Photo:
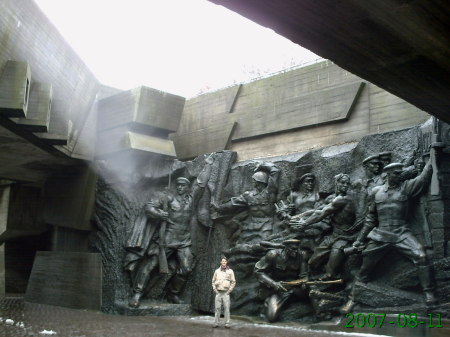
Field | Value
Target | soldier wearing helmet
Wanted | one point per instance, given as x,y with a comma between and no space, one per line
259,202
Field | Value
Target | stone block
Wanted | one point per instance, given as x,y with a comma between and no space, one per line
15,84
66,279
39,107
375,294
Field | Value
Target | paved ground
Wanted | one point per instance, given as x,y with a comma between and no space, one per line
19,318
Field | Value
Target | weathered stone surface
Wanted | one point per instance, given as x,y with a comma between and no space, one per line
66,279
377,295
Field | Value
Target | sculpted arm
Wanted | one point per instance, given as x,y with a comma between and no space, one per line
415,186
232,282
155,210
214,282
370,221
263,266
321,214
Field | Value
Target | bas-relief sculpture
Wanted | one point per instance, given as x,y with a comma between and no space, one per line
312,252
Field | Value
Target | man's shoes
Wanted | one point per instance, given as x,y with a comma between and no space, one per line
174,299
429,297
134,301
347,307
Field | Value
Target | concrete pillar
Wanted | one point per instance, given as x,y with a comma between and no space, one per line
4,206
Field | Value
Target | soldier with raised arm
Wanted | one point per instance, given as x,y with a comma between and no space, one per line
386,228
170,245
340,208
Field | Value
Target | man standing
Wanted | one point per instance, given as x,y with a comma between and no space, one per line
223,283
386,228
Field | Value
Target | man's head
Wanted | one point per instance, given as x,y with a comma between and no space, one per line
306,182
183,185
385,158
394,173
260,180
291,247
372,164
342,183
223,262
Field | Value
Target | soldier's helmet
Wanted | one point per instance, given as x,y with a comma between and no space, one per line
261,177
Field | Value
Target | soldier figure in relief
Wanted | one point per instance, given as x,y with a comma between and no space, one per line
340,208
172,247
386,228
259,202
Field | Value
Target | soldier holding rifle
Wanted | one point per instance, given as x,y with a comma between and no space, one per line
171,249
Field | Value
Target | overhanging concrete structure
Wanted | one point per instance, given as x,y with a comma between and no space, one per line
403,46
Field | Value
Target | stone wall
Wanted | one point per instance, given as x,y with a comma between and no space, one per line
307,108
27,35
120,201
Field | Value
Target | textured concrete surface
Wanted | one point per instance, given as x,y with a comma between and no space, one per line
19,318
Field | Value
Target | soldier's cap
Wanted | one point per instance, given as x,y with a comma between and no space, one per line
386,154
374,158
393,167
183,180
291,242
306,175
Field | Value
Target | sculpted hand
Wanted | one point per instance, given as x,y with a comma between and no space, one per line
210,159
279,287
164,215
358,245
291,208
=====
EXERCISE:
Lines from the entries that contain the string "stone" must be found and copied.

EXPECTED OUTPUT:
Target | stone block
Target | weathered stone surface
Target | stone wall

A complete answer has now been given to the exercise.